Write out exactly, please, the lines from the one containing "Exercise. Mark the bracelet" to the end of the material.
--- start WORKING DATA ---
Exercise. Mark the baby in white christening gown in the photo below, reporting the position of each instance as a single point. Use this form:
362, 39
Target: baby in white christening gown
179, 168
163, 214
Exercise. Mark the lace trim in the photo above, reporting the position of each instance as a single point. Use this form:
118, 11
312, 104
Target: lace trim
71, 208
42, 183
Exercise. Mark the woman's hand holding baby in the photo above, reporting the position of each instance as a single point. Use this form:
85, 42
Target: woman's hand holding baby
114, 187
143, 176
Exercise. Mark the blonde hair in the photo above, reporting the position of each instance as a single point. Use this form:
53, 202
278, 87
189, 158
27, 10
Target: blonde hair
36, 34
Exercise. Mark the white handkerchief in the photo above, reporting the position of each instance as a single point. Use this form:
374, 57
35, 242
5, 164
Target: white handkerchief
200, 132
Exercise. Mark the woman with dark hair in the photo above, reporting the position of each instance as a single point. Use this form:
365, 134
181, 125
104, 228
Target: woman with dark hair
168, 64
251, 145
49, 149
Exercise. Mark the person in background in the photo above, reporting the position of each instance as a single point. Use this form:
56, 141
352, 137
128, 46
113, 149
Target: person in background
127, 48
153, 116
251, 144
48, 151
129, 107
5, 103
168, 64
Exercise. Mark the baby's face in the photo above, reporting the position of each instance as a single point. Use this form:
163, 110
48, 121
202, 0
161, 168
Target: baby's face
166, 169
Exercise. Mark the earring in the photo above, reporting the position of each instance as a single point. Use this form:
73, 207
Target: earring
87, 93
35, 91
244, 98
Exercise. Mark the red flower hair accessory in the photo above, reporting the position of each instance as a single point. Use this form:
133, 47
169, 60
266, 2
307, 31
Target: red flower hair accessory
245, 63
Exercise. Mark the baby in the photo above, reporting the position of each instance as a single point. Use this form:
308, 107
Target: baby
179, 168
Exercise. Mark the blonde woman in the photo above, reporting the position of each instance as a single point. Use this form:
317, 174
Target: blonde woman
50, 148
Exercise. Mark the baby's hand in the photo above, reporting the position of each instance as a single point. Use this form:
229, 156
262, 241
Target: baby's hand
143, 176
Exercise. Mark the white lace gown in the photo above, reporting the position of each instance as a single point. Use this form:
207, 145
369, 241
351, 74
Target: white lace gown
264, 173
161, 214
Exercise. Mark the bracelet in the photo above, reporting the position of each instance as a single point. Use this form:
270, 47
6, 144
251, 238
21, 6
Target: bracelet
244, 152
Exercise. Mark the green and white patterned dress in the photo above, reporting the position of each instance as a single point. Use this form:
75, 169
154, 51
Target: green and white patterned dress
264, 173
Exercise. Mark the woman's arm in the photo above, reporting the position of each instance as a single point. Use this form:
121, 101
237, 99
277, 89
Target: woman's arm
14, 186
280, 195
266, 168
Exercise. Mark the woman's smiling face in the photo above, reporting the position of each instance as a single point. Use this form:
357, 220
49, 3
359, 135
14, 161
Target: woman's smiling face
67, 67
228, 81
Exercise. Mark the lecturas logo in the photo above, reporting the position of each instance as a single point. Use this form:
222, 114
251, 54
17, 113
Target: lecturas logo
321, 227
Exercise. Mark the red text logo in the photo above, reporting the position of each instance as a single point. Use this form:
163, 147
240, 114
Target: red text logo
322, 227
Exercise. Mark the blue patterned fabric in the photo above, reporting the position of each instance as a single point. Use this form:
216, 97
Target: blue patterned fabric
--- end WORKING DATA ---
▸ RESULT:
Exercise. Mark the bracelet in the photo above, reporting the position of each instance as a single point. Use this form:
270, 47
6, 144
251, 238
21, 6
Target: bracelet
244, 152
Exercise. Mark the green and white patterned dress in the photo above, reporting the position of each instance as a single point. Use this form:
75, 169
154, 51
Target: green and white patterned dress
264, 173
Exercise. Mark the woman's arm in the photo above, reporting the position of each instance as a single point. Use this form:
121, 101
237, 99
277, 89
Target: woman's arm
14, 186
280, 195
266, 168
Exercise. Mark the woman's smiling face in the photo above, reporting the position of each instance as a single point. Use this form:
357, 220
49, 3
359, 135
14, 161
Target: woman's smiling face
67, 67
228, 81
Exercise. Mark the lecturas logo in the photo above, reporting the position of each instance as a single point. Use this form:
222, 114
251, 54
17, 113
Target: lecturas logo
321, 227
Exercise. Mark the red text logo in the photo above, reporting the position of each instance as a single point. Use this form:
163, 147
240, 114
Target: red text logo
322, 227
Exercise. Mark the blue patterned fabric in the photo above, reporting the position of each instance as a single point. Use this form:
216, 97
Target: blue patterned fabric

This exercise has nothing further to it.